::: Extracted entries

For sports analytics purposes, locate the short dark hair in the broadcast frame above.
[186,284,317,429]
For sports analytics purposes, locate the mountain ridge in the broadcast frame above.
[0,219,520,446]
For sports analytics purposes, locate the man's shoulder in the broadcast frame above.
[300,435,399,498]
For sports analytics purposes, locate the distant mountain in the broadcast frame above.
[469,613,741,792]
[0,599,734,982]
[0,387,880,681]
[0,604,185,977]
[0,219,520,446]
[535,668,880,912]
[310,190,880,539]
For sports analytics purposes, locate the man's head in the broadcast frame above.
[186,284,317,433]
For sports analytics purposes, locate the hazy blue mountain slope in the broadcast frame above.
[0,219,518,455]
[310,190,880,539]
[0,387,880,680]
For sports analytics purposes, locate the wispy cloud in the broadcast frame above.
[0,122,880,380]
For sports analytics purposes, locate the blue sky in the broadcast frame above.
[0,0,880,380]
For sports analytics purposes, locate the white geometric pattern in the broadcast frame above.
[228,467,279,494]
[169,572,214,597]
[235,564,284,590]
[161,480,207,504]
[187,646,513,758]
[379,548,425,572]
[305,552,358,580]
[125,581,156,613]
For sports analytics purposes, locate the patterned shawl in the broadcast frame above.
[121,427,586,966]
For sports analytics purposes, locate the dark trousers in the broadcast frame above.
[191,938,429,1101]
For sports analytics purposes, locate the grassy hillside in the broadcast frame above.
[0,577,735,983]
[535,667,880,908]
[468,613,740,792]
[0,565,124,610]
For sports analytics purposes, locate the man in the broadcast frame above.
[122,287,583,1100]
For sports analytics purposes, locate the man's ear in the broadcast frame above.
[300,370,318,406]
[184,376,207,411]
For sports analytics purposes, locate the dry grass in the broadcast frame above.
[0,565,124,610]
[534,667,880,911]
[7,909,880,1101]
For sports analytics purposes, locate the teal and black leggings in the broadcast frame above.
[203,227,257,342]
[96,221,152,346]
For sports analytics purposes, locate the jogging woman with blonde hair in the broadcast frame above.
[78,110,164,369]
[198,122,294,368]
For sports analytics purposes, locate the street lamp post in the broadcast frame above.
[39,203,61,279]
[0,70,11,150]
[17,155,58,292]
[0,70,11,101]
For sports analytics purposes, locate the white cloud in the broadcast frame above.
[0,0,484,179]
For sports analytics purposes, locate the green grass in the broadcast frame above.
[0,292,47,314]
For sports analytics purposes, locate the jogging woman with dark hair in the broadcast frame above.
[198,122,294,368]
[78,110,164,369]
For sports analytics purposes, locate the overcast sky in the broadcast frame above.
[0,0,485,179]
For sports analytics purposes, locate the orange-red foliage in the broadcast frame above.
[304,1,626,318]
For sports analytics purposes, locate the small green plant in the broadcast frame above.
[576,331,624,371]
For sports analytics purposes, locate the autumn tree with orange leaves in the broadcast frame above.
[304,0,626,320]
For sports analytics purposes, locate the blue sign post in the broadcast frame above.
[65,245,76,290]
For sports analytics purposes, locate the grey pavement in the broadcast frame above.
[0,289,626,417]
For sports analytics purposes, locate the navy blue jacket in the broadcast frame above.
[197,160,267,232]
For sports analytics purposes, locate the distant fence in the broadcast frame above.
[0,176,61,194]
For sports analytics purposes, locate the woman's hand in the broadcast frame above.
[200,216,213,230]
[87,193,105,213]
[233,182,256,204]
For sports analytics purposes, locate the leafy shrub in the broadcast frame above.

::::::

**What needs to be done**
Please reproduce all of the records above word for word, each on its own line.

**Exercise answer**
For sports analytics purposes, locate the short dark hair in the broadcast frame above.
[186,284,317,429]
For sports analytics purposes, locate the mountain ridge in the broadcast frame above.
[0,219,520,446]
For sports analytics purposes, locate the man's shoulder in the broadcast frame above.
[300,435,399,498]
For sports analytics purposes, locate the distant mountain in the broadcast frame above.
[469,613,741,792]
[0,599,734,982]
[0,387,880,681]
[0,604,185,977]
[0,219,520,446]
[535,668,880,912]
[310,190,880,539]
For sports analytics purposes, locate the man's head in the broadcast frame above.
[186,284,317,433]
For sports analytics purposes, locate the hazy blue mountain slope in the broadcast frame above.
[0,219,518,455]
[310,190,880,539]
[0,387,880,680]
For sports analytics purposes, locate the wispy cloud in the broadcast frame above.
[0,122,880,380]
For sports analytics purposes, locate the blue sky in the broadcast frame above.
[0,0,880,380]
For sports analytics purposes, locate the white geometric pattern in the broadcast frame above.
[228,467,279,494]
[169,572,214,597]
[235,564,284,590]
[161,480,207,504]
[187,646,513,758]
[379,548,425,572]
[305,552,358,580]
[125,581,156,613]
For sports analytics purposes, locate the patterned shawl in the broadcast frame above.
[121,427,586,966]
For sports analytics purposes, locate the dark trousers in the broadcast frame above.
[191,938,429,1101]
For sports analytics purposes, locate the grassy hillside in the broadcast frame above.
[0,577,735,983]
[535,667,880,908]
[468,613,740,792]
[0,565,124,610]
For sports analytics purposes, locate the man in the broadcast frame above.
[122,287,583,1100]
For sports analytics purposes, locate the man's ear in the broadcast frame above.
[300,370,318,406]
[184,376,207,411]
For sports analytics purposes, locate the dry grass in the broadcast frame above.
[0,565,124,610]
[534,667,880,911]
[7,909,880,1101]
For sports analytics purposes, locate the teal and black leggings in the broadcast frame above.
[203,227,257,342]
[96,221,152,346]
For sports analytics purposes, locate the jogging woman with blonde hair in the broadcast frame above.
[78,110,164,369]
[198,122,294,368]
For sports analytics purposes, locate the street lamp post in the broadcast frame above.
[39,203,61,279]
[0,70,11,150]
[17,155,58,292]
[0,70,11,101]
For sports analytics purposes, locate the white cloud in the broadcast frame above.
[0,0,484,179]
For sports analytics purposes, locate the green grass in the broadcast frame above.
[0,292,47,314]
For sports analytics purposes, locate the jogging woman with dark hair in the broadcast frame above.
[198,122,294,368]
[78,110,164,369]
For sports analytics purposes, locate the overcast sky in the broadcast frame above.
[0,0,485,179]
For sports analytics purposes, locate the orange-red foliage in the broadcast frame above.
[304,1,626,318]
For sports analytics purposes, locate the small green plant in the broadcast frame above.
[576,331,624,371]
For sports analytics purposes, locate the autumn tree with orange leaves in the broadcast frame above.
[304,0,626,320]
For sports analytics purposes, locate the blue sign post in the broadcast frame above.
[65,245,76,290]
For sports analytics purposes, locate the grey pavement in the broadcast frame above.
[0,289,626,417]
For sports analytics purposes, locate the navy blue jacket in the broadcast frame above.
[197,160,267,232]
For sports analytics purposes, locate the distant fence in the broadcast frame above.
[0,176,61,194]
For sports analytics purposes, locate the woman's hand in the broadcast frame above.
[200,216,213,230]
[87,193,105,213]
[233,182,256,204]
For sports analytics purposes, locate the leafy shrub in the broadcast frame above.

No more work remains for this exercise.